- WHAT THIS EXERCISE ASKS
[a] In the concert review, retype the stretch from "United Kingdom Mathias, Mozart, Bruch, Huw" through "Cardiff, 13.4.2018. (PCG)".
[b] Answer these from the concert review:
(i) In what year was the first performance of Mathias's Third Symphony given?
(ii) Which composer does the reviewer name as the one Mathias most notably came near to imitating in his earlier years?
(iii) On which radio station was the concert broadcast live?

United Kingdom Mathias, Mozart, Bruch, Huw Watkins: Anneliene van Wauwe (clarinet), Eivind Holtsmark Ringstad (viola), Llŷr Williams (piano), BBC National Orchestra of Wales / Grant Llewellyn (conductor). Hoddinott Hall, Cardiff, 13.4.2018. (PCG)
Huw Watkins – Three Welsh Songs
Mozart – Piano Concerto No.22
Bruch – Double Concerto for clarinet, viola and orchestra
Mathias – Symphony No.3
It is one of the greatest pleasures than can befall a critic, or indeed any listener, when they attend a performance of a work which transforms their impression of the music to such an extent as happened here with William Mathias’s Third Symphony. I had not heard the first performance of the score, given by the same orchestra and conductor in 1991, but had long been familiar with the Nimbus recording by the same artists issued a year later (and following the death of the composer, who had been present at the sessions). I do not know how many of the players in this concert had participated in those original performances, but there was a real sense here of the orchestra engaging with the score with a sense of new discovery. In his earlier years Mathias had a habit of falling into near-imitation of composers whom he admired, most notably Tippett. In his final symphony, clearly intended as a summation of his work, the opening movement contained traces of Shostakovich in the Babi-Yar echoes of the bells, but otherwise Mathias was very much his own man. That was particularly the case with the powerful slow movement; it had a sense of very real anger which gripped the audience in the hall in a manner that the otherwise excellent recording had failed to approach. The final movement was less concisely organised, shifting uneasily from one texture to another, but the playing of the orchestra, excited and febrile by turns, minimised the sense of disparity to provide a forceful argument. Since his death, the music of Mathias has continued to attract new listeners, and one would hope that the magnificent performance here may contribute to this trend. It was broadcast live on Radio 3 but will continue to be available on the BBC iPlayer for a further month.

- MATERIAL SHOWN
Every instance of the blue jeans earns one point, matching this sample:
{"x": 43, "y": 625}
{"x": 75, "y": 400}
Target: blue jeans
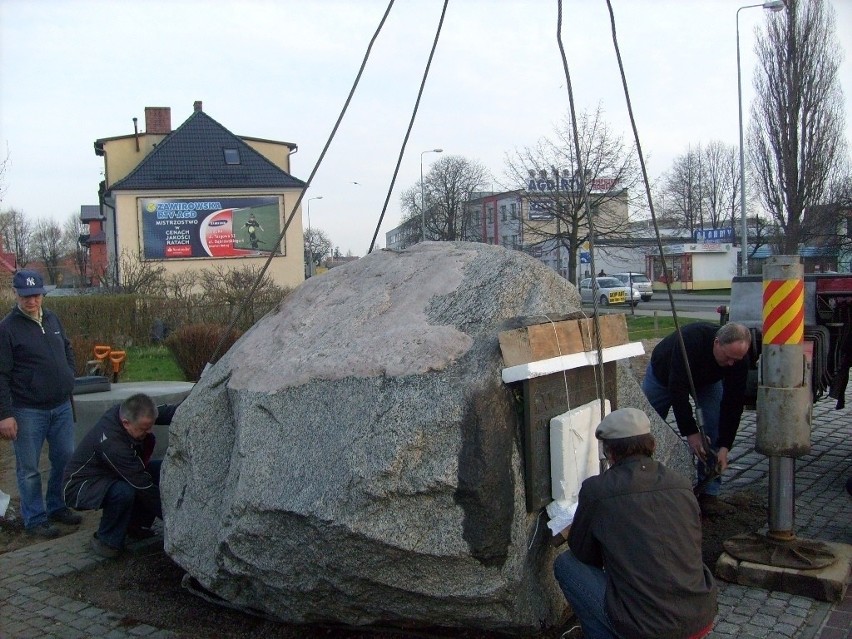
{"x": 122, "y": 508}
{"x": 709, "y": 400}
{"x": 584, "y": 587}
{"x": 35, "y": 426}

...

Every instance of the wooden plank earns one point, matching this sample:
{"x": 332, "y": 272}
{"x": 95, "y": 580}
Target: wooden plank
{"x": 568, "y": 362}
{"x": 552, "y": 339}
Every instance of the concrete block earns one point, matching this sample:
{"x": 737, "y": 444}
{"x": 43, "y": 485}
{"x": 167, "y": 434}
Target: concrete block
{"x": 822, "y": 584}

- SOLVED PROBLEMS
[a]
United Kingdom Mathias, Mozart, Bruch, Huw Watkins: Anneliene van Wauwe (clarinet), Eivind Holtsmark Ringstad (viola), Llŷr Williams (piano), BBC National Orchestra of Wales / Grant Llewellyn (conductor). Hoddinott Hall, Cardiff, 13.4.2018. (PCG)

[b]
(i) 1991
(ii) Tippett
(iii) Radio 3